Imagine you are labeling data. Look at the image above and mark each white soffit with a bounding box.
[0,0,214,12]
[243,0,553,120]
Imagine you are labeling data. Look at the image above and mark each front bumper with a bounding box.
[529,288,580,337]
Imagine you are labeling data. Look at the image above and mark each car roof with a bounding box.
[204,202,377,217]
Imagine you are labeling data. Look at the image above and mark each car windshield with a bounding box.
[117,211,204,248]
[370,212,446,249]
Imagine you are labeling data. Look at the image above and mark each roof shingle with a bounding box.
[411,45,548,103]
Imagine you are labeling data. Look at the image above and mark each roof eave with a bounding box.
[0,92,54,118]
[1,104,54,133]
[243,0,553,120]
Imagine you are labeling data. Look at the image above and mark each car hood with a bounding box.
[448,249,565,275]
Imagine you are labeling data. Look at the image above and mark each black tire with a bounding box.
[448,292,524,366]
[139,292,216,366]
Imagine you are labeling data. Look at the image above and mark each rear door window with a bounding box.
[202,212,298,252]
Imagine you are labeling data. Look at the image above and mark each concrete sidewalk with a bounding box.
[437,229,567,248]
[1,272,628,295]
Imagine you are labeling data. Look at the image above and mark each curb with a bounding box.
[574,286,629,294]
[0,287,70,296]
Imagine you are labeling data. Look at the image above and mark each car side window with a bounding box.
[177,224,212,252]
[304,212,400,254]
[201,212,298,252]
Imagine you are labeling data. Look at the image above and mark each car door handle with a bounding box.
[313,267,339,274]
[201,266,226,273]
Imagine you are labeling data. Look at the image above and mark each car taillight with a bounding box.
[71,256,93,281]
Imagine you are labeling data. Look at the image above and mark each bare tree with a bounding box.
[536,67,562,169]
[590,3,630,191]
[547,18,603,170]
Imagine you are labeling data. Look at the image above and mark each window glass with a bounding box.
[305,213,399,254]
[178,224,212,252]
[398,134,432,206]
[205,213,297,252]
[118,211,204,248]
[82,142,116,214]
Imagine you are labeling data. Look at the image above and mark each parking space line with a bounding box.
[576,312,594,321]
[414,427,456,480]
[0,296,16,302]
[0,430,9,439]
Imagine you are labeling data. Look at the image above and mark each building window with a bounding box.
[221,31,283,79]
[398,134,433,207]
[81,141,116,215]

——

Aim of the exercise
All lines of the data above must be returned exactly.

Exercise solution
Imagine you are labeling data. Look at the image above and mark each white soffit with a bounding box.
[0,0,214,12]
[243,0,553,120]
Imagine you are labeling data. Look at the image above and mark each front bumper with a bounding box.
[529,288,580,337]
Imagine you are labeling data. Look at the image above and mark each car roof with a bounding box.
[204,202,377,217]
Imagine you are labeling data. Look at the image above and mark each car windshield with a bounding box.
[117,211,204,248]
[370,212,446,249]
Imagine you are labeling data. Look at the image above and mark each roof shingle with a bounding box.
[411,45,548,103]
Imagine you are labeling data. Look at the image above and mark each roof eave with a bounding box.
[0,92,54,118]
[1,104,54,133]
[243,0,553,120]
Imagine you are labeling data. Look at the image above and mark each car hood with a bounding box.
[448,249,565,275]
Imagine you are labeling data. Look at the image above and mark each black tire with a bounding box.
[448,292,524,366]
[139,292,216,366]
Imagine you are labeling data. Look at the image above and mark each rear door window with a bounding box.
[202,212,298,252]
Imagine you are labeling data. Look at the image above and mark each concrete sidewalk with a bounding box.
[437,229,567,248]
[1,272,628,295]
Imagine you are labeling data. Look at the image above and mark each curb with a bounding box.
[574,286,629,294]
[0,287,70,296]
Imagine you are labeling data. Look at the image above and mark each car side window with a bounding box.
[177,224,212,252]
[304,212,400,254]
[201,212,298,252]
Imagine you are labeling data. Look at the image above and mark each car door handle with a bounding box.
[313,267,339,274]
[201,266,226,273]
Imagine you are labeling data. Look at the image above and mark each car taillight with a bounding box.
[71,256,93,281]
Imagine you are labeling data. Look at the image above and mark each bare tree with a bounding box.
[536,67,562,169]
[590,3,630,191]
[547,18,603,170]
Imagine you are labeling data. Look at the image above and mark each window glass with a bounding box.
[305,213,399,254]
[178,224,212,252]
[398,134,432,206]
[205,213,297,252]
[118,211,204,248]
[82,142,116,214]
Imagine you are labeling data. Look at the image above and mark each parking space line with a bounding box.
[576,312,594,321]
[414,427,456,480]
[0,296,16,302]
[0,430,9,439]
Imagine you are labeling data. Look at the image above and mark each building window with a bounding box.
[221,31,283,79]
[398,134,433,207]
[81,141,116,215]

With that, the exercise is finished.